- [EXTRACTED MATERIAL]:

= = = = =

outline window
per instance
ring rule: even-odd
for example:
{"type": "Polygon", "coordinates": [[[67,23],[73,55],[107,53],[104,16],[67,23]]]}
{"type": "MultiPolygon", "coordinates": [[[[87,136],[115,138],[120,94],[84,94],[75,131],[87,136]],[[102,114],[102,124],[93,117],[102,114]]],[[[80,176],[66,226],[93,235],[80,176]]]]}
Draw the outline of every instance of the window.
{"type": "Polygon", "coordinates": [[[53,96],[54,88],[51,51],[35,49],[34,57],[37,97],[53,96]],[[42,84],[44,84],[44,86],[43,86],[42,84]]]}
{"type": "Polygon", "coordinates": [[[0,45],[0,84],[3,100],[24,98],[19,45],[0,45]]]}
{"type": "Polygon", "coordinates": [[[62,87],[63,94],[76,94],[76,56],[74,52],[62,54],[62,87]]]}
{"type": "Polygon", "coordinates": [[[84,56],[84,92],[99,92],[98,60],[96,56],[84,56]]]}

= = = = =

- [GIVEN TASK]:
Can you write out the whole listing above line for line, with no changes?

- [THE COMPLETED TASK]:
outline window
per instance
ring rule: even-odd
for example:
{"type": "Polygon", "coordinates": [[[67,23],[73,55],[107,53],[104,16],[67,23]]]}
{"type": "MultiPolygon", "coordinates": [[[[87,136],[115,138],[120,94],[84,94],[75,131],[87,136]],[[102,114],[102,124],[93,117],[102,114]]],[[[80,176],[66,226],[93,235],[80,176]]]]}
Draw the outline of every instance of the window.
{"type": "Polygon", "coordinates": [[[53,96],[54,88],[51,51],[35,49],[34,57],[37,97],[53,96]],[[42,84],[44,84],[44,86],[43,86],[42,84]]]}
{"type": "Polygon", "coordinates": [[[0,45],[0,84],[3,100],[24,98],[19,45],[0,45]]]}
{"type": "Polygon", "coordinates": [[[62,87],[63,94],[76,94],[76,56],[74,52],[62,54],[62,87]]]}
{"type": "Polygon", "coordinates": [[[84,56],[84,92],[99,92],[98,60],[96,56],[84,56]]]}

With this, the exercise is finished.